§ **Work task 1**:
Explain why the traumatic brain injury abstract examines how time from ED arrival to surgery affects patient outcomes.
§ **Work task 2**:
According to the traumatic brain injury abstract, how many patients did the study sample include?
§ **Work task 3**:
Continue the traumatic brain injury abstract from its final sentence.

§ **Passage for review**:
+++

Introduction: The previous studies examining the benefits of timely surgery in patients with traumatic brain injury (TBI) have yielded inconsistent conclusions. This study examined how time from ED arrival to surgery in patients with TBI influenced two patient outcomes: hospital mortality and length of hospital stay.
Methods: Using a multivariate and cross-sectional research design, the study sample included 493 patients from the 17 level I and II trauma centers that met inclusion criteria in the National Trauma Data Bank 4.0. The patient characteristics (eg, age, Glasgow Coma Scale score, Injury Severity score, and ED arrival time) and trauma center characteristics (eg, ownership, designation type, and center level) were examined. Student t test, χ² test, analysis of variance, and multilevel regression models were used to analyze data.

+++

Collected data:
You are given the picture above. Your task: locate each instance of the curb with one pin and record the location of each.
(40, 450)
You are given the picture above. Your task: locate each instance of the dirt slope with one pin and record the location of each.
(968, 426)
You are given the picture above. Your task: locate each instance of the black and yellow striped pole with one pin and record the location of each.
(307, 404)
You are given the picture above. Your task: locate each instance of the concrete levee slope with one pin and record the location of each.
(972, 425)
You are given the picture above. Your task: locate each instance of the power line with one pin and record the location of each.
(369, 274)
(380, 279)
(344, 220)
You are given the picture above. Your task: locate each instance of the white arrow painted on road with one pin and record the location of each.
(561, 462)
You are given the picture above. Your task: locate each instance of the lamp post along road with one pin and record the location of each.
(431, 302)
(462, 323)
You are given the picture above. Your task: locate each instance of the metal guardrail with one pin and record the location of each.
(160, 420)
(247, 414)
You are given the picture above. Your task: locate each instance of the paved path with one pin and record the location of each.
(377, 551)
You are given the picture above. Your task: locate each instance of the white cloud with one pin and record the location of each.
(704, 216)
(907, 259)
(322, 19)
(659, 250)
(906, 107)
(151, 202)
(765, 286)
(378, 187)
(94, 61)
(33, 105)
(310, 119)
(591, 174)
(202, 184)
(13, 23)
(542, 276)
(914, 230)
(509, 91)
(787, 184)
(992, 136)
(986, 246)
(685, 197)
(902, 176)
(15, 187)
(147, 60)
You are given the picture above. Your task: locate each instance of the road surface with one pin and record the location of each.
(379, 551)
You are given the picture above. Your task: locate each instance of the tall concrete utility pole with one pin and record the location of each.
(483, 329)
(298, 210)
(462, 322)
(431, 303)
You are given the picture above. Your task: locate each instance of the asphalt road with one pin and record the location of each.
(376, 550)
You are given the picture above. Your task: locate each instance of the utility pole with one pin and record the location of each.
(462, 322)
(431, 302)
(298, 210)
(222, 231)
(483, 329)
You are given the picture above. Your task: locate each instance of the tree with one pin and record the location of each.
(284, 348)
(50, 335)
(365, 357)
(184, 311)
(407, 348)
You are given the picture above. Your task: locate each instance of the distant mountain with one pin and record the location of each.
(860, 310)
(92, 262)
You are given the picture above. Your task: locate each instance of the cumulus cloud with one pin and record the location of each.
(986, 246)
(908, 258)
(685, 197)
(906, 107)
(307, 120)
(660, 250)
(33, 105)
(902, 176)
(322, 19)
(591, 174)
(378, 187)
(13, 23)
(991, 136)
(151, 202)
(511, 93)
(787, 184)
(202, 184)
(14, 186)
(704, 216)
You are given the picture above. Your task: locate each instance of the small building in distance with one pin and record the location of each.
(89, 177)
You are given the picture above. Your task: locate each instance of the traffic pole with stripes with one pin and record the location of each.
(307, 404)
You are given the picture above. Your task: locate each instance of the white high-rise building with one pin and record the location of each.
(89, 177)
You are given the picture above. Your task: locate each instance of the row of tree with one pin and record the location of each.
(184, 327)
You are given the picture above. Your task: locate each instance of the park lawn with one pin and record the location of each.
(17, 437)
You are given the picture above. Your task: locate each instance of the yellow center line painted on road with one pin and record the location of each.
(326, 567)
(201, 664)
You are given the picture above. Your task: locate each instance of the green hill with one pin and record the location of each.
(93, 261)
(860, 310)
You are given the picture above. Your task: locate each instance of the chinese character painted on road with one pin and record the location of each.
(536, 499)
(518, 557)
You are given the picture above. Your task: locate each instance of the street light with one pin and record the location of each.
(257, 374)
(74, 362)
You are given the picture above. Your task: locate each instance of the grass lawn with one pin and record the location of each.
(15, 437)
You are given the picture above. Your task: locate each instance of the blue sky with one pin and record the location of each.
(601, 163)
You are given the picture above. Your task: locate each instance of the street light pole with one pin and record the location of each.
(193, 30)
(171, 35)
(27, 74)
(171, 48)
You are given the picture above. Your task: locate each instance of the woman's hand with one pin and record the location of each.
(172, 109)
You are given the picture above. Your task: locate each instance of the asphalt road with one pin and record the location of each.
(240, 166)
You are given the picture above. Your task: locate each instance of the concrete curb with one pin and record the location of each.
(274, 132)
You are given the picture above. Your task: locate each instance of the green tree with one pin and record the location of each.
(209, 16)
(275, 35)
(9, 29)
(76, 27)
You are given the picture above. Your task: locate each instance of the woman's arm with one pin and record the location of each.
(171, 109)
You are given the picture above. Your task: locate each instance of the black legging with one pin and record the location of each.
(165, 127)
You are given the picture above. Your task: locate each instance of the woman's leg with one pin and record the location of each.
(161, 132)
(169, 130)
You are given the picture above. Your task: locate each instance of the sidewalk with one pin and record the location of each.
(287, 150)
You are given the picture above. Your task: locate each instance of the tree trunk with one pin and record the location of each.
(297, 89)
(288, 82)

+++

§ **Reply 1**:
The study examined this because earlier studies of the benefits of timely surgery in patients with traumatic brain injury reached inconsistent conclusions. It measured two outcomes: hospital mortality and length of hospital stay.

§ **Reply 2**:
The sample included 493 patients.

§ **Reply 3**:
Results: Patients who underwent craniotomy or drainage of hematoma within 4 hours of arrival had half the likelihood of mortality when compared with those who underwent surgery more than 4 hours after ED arrival (odds ratio = .49; 95% confidence interval = .24 to .99). When patients had surgery within 4 hours of arrival, they had a significantly shorter length of hospital stay than did patients who had surgery more than 4 hours after arrival in the emergency department (Estimate = -.10, 95% confidence interval = -.19 to -.01).
Discussion: Based on the results of this study using a large sample from multiple centers and advanced statistics, benefits of early clinical assessment and quick access to neurosurgical surgery are substantiated in patients with TBI.